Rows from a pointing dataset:

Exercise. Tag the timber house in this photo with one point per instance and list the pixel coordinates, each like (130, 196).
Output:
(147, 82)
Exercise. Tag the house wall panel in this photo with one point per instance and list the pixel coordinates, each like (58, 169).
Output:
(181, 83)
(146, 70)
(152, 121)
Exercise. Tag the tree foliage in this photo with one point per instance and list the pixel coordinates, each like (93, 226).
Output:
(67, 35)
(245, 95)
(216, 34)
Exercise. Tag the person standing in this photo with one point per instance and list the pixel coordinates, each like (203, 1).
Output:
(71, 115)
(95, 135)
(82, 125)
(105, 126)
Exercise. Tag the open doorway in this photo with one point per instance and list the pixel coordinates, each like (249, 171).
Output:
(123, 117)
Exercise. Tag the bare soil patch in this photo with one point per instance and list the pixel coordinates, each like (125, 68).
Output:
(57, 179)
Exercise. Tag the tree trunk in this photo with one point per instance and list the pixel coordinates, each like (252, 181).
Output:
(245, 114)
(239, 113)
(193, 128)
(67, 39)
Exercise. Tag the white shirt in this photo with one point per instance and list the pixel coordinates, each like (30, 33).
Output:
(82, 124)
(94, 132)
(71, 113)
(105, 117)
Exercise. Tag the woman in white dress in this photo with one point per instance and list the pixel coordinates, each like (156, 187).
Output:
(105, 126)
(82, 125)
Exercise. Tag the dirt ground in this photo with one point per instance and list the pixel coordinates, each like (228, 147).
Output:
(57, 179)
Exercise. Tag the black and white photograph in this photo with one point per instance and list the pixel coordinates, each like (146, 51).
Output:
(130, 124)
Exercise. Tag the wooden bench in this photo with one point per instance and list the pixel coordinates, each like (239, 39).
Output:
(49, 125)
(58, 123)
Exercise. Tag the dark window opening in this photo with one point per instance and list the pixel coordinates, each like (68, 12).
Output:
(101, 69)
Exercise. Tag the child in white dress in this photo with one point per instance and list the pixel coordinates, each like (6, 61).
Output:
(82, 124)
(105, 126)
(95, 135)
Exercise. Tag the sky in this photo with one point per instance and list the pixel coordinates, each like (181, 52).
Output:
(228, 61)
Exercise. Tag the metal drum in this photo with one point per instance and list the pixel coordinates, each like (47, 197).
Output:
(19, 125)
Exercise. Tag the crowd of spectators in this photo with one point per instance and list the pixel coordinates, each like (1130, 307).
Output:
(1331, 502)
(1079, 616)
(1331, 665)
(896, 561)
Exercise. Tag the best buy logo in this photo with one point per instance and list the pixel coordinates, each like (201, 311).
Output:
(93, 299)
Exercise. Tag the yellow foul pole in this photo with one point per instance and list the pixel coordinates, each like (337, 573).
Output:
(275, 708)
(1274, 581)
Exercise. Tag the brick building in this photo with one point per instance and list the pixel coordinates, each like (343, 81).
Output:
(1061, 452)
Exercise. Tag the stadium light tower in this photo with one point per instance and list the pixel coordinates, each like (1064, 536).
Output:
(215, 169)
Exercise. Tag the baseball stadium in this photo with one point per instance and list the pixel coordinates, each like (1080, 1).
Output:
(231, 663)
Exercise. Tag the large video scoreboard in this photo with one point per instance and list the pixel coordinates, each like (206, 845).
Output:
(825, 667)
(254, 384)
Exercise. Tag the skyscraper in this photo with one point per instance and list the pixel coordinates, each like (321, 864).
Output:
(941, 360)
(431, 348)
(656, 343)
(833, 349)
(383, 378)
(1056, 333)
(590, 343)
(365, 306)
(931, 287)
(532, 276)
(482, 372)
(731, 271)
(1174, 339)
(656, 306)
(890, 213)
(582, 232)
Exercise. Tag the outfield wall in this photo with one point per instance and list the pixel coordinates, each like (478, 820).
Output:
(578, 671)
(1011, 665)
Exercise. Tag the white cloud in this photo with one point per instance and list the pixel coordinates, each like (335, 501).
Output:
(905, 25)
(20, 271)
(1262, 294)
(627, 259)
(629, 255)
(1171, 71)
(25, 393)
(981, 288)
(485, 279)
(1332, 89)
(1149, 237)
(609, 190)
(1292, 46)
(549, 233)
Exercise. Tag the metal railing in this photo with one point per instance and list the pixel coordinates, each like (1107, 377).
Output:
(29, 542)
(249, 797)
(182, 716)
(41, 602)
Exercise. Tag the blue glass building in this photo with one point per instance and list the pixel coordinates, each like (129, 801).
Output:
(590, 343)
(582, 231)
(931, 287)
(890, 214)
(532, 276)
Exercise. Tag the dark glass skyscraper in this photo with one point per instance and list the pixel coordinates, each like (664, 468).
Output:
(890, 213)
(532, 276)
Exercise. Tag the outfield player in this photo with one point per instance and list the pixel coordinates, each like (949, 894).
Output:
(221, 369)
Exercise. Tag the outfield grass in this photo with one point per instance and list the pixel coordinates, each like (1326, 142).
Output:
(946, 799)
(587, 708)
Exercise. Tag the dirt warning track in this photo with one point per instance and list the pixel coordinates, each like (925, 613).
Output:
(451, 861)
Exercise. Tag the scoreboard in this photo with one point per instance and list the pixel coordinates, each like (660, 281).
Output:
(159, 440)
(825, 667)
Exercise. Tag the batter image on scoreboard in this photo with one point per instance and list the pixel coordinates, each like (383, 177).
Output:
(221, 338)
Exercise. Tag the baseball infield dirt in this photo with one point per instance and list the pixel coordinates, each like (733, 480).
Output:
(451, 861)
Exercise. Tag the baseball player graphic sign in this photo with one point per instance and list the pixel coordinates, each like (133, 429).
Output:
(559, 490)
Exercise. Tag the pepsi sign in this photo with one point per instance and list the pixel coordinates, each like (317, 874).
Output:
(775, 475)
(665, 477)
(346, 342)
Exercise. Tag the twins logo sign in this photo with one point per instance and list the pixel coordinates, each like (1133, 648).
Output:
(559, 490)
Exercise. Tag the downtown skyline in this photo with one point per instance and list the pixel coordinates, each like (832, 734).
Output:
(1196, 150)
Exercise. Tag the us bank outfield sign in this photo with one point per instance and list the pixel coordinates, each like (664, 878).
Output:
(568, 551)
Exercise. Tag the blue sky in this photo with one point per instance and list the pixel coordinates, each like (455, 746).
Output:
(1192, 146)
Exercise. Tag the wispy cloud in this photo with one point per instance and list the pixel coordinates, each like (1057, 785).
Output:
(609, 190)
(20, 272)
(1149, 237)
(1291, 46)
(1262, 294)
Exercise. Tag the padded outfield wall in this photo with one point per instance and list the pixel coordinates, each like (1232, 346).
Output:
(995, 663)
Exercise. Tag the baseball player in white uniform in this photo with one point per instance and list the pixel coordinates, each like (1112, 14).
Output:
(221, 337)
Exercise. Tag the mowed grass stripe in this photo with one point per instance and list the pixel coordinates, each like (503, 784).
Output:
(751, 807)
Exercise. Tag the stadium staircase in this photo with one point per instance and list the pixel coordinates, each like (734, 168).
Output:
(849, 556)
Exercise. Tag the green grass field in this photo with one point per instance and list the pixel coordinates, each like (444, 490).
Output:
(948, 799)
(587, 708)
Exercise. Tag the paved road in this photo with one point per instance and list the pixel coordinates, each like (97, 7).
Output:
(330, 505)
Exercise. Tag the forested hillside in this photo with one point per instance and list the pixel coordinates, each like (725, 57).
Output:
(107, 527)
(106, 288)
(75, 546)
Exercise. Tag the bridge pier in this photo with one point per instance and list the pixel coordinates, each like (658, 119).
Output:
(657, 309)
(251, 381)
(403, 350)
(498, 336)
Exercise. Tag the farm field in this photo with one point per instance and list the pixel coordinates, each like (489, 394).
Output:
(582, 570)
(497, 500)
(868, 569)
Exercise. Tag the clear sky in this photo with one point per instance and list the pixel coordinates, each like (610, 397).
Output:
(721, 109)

> _Problem details_
Revise the entries above by changing every "Output" to "Result" and leaving everything else untouched.

> _Answer to this exercise_
Exercise. Tag the timber house in this photo with one point per instance and list the pixel coordinates, each like (130, 196).
Result:
(147, 82)
Exercise. Tag the house wall panel in this photo with one point per instance and list the pixel coordinates, each like (58, 169).
Result:
(181, 83)
(146, 70)
(152, 121)
Exercise. Tag the tree foliage in this photo with one point per instance and list the pixel coordinates, each like (93, 226).
Result:
(67, 35)
(245, 95)
(216, 34)
Exercise. Tag the person standing in this photo with one point per instance and list the pixel coordinates, each like (203, 1).
Result:
(71, 115)
(95, 135)
(82, 125)
(105, 126)
Exercise. Tag the open doorway in this photo with one point per instance and list the pixel coordinates, each like (249, 171).
Result:
(123, 117)
Exercise. Tag the bare soil patch in this photo with one point per instance and list the pixel coordinates, each like (125, 68).
Result:
(57, 179)
Exercise. Tag the tree trunk in this photo with one point per instance and list the pixel coordinates, each like (252, 181).
Result:
(245, 114)
(239, 113)
(193, 128)
(67, 39)
Exercise. Tag the white shirt in this photo with one point per instance and list the pixel coordinates, each like (30, 33).
Result:
(82, 124)
(94, 132)
(71, 113)
(105, 117)
Exercise. Tag the woman in white dress in this photo with one point per instance and list the pixel coordinates, each like (156, 187).
Result:
(105, 126)
(82, 125)
Exercise. Tag the dirt ground in this photo with one point per instance and list the pixel coordinates, each like (228, 147).
Result:
(57, 179)
Exercise. Tag the black and white photograph in this photo with one point per instance and list the pixel coordinates, each like (146, 51).
Result:
(130, 124)
Exercise. Tag the wooden bench in this photo with one point per instance and list the pixel coordinates, each like (239, 39).
Result:
(49, 125)
(58, 123)
Exercise. Tag the dark window opening in this photo with one point per instance and list the pixel coordinates, each like (68, 12).
Result:
(101, 69)
Exercise. Tag the child in white dress in this photo with one point per instance and list the pixel coordinates, each like (6, 61).
Result:
(82, 124)
(105, 126)
(95, 135)
Exercise. Tag the sky in this photo with one point per instance and list the pixel coordinates, each like (181, 52).
Result:
(228, 61)
Exercise. Tag the metal drum in this photo with one point per instance and list the pixel coordinates, each like (47, 197).
Result:
(19, 125)
Exercise. Tag the crowd of spectators in this photo with one point per instance and list the pixel coordinates, each like (1130, 307).
Result:
(1331, 502)
(1079, 616)
(1331, 665)
(896, 561)
Exercise. Tag the best buy logo in this photo with one point per instance and list the pixel coordinates, each like (201, 311).
Result:
(93, 299)
Exercise. Tag the yellow foul pole in this photo with one point per instance and list the pixel coordinates, each like (337, 573).
Result:
(275, 708)
(1274, 581)
Exercise. Tag the brick building in this photo with one point per instance and list the pixel coordinates, each like (343, 81).
Result:
(1061, 452)
Exercise. Tag the stadium light tower in this photo with one point per instance and list the pixel coordinates, each like (1064, 536).
Result:
(215, 169)
Exercise. Tag the baseball stadium in this photo with one point per instance and list the pixel coordinates, each like (1080, 1).
Result:
(231, 663)
Exercise. Tag the large video scoreboard in this photo with one point per instance and list the pixel coordinates, each like (206, 845).
Result:
(825, 667)
(254, 384)
Exercise. Tag the skyscraper in this photo with one point per instance and list the pixel coordinates, each like (321, 864).
Result:
(941, 360)
(431, 348)
(656, 343)
(833, 349)
(383, 378)
(1056, 333)
(590, 343)
(365, 306)
(931, 287)
(532, 276)
(482, 372)
(731, 271)
(1174, 339)
(656, 306)
(890, 213)
(582, 232)
Exercise. Tag the outfield wall in this photo with one point per instance and list the pixel coordinates, each like (478, 820).
Result:
(578, 671)
(1011, 665)
Exercise. Tag the white cloud in this photo with one point per instance and list the pixel coordinates, each like (335, 501).
Result:
(905, 25)
(20, 271)
(1262, 294)
(627, 259)
(629, 255)
(1171, 71)
(25, 393)
(981, 288)
(485, 279)
(1332, 89)
(1149, 237)
(609, 190)
(1292, 46)
(549, 233)
Exercise. Tag the metal railing in this photo with one point per instance and list the pixel coordinates, each like (1107, 377).
Result:
(29, 542)
(249, 797)
(182, 716)
(41, 602)
Exercise. Tag the blue glass building in this photo with one point per instance and list the pixel coordinates, each like (129, 801).
Result:
(590, 343)
(582, 231)
(931, 287)
(890, 214)
(532, 276)
Exercise. Tag the dark glass skyscraper in this photo with one point per instance and list the pixel coordinates, each like (664, 468).
Result:
(890, 213)
(532, 276)
Exercise. Tag the outfield player in this photo with one point per instance and list the pixel coordinates, each like (949, 894).
Result:
(221, 369)
Exercise. Tag the outfield grass in this photo with one point per instance and list the pixel coordinates, each like (1326, 142).
Result:
(946, 799)
(587, 708)
Exercise. Tag the dirt warning track in this photo with one point per instance and list the pixel coordinates, each like (925, 613).
Result:
(451, 861)
Exercise. Tag the scoreboard in this photo with one point per instance and list the pixel coordinates, each like (660, 281).
Result:
(159, 440)
(825, 667)
Exercise. Tag the batter image on scoreboard in this photo with one point per instance and list the pixel coordinates, each like (383, 177).
Result:
(221, 338)
Exercise. Tag the baseball infield dirt in this photo with one point per instance and list the pixel coordinates, each like (733, 480).
Result:
(451, 861)
Exercise. Tag the baseball player graphic sign in this photo with one point per instance and list the pixel coordinates, each like (133, 429).
Result:
(559, 490)
Exercise. Tag the pepsi sign in this photo with one point per instance and list the pixel coordinates, each like (317, 874).
Result:
(775, 475)
(665, 477)
(346, 342)
Exercise. Tag the twins logo sign in this photo with one point per instance and list the pixel coordinates, each like (1133, 648).
Result:
(559, 490)
Exercise. Tag the downtown skyline in this photo with one point per instance and list the pixel coordinates, each like (832, 734).
Result:
(1196, 150)
Exercise. Tag the us bank outfield sign in this photo with one point per instance and list the pixel coordinates, each like (664, 878).
Result:
(568, 551)
Exercise. Tag the blue sky in this photo with one point per instance and list the pixel coordinates, each like (455, 746).
Result:
(1192, 146)
Exercise. Tag the wispy cloud in this photo with one point per instance and list the pixel coordinates, each like (1057, 785).
Result:
(609, 190)
(20, 272)
(1149, 237)
(1291, 46)
(1262, 294)
Exercise. Tag the padded outfield wall in this photo with one point per instance and list the pixel coordinates, each like (1232, 346).
Result:
(995, 663)
Exercise. Tag the baseball player in white uniform in this photo with one point per instance and list the pixel coordinates, each like (1112, 14).
Result:
(221, 337)
Exercise. Tag the mowed grass stripe in this photo with one point per instance and list the pixel coordinates, each like (503, 784).
Result:
(751, 807)
Exercise. Tag the stadium staircase in this photo with one point per instance and list the pixel coordinates, each like (734, 168).
Result:
(849, 556)
Exercise. Tag the green grass field in this photo with one point per instance and list the pixel coordinates, each like (444, 490).
Result:
(948, 799)
(587, 708)
Exercise. Tag the paved road in this photo with one point per instance and list the pixel coordinates, each like (97, 7).
Result:
(330, 505)
Exercise. Tag the forested hillside in this photo with one point per instance and list the pixel coordinates, each like (725, 57).
Result:
(107, 527)
(106, 288)
(75, 546)
Exercise. Tag the bridge pier in this photo with one point per instance and list the pixel coordinates, each like (658, 119).
Result:
(657, 309)
(251, 381)
(403, 350)
(498, 336)
Exercise. Tag the farm field in this photo with one point per instance and list the pixel coordinates, each like (489, 394).
Result:
(582, 570)
(497, 500)
(868, 569)
Exercise. Tag the clear sky in this photo with one point per instance and list the pixel coordinates, each like (610, 397).
Result:
(721, 109)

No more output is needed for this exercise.